# [What is being asked]
Please find each row below that contains the string "blue", matching case exactly, and copy every such row in full.

# [Task data]
## BEGIN

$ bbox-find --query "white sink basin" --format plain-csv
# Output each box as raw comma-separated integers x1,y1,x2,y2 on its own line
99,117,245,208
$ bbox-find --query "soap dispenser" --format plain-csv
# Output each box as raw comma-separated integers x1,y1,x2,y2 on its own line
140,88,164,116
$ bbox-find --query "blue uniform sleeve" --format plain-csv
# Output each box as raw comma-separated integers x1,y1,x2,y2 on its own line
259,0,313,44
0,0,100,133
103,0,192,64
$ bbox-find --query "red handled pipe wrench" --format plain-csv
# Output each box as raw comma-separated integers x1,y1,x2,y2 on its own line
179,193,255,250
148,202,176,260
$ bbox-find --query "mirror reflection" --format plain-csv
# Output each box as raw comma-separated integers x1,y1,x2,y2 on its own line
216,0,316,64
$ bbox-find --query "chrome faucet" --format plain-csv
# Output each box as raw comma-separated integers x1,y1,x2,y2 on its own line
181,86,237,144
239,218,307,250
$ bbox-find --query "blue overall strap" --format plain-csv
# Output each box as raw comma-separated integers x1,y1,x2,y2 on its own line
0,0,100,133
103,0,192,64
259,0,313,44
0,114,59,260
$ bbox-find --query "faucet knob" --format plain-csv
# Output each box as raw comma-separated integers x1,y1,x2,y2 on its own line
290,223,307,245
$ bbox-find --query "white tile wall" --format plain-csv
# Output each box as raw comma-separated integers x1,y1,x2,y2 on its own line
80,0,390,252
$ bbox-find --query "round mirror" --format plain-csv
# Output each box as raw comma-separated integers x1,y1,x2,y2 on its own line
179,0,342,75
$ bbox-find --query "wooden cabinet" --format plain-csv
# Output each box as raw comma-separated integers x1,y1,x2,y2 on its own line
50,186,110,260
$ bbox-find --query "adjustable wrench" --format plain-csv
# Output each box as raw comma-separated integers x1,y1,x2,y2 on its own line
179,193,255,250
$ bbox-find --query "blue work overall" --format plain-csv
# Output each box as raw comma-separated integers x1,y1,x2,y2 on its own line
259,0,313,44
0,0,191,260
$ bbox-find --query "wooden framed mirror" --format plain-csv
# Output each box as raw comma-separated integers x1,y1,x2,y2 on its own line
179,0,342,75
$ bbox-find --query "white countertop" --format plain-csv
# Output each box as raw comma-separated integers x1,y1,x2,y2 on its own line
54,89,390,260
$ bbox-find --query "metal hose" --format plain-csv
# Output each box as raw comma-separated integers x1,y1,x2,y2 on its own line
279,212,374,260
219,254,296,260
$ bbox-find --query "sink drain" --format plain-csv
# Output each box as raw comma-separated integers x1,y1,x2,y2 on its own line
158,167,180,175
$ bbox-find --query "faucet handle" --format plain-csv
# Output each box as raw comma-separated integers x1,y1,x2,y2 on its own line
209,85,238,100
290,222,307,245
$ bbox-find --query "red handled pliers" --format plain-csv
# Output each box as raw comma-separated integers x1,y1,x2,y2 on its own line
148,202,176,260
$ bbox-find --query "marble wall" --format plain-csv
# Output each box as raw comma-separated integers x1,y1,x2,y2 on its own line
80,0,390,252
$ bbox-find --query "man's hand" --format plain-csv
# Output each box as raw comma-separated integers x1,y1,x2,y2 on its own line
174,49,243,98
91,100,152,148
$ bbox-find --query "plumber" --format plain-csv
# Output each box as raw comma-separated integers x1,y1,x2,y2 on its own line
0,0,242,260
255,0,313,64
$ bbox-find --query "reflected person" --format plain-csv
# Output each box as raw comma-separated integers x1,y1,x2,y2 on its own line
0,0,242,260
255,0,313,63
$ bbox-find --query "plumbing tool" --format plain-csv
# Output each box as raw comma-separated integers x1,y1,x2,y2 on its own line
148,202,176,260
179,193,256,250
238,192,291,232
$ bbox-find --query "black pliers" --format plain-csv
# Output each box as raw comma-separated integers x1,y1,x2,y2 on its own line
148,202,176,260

## END

# [Final result]
$ bbox-find --query "blue uniform sleeve" --format plain-csv
$ bbox-find --query "blue overall strap" --format plain-csv
$ bbox-find --query "blue work overall" --format plain-csv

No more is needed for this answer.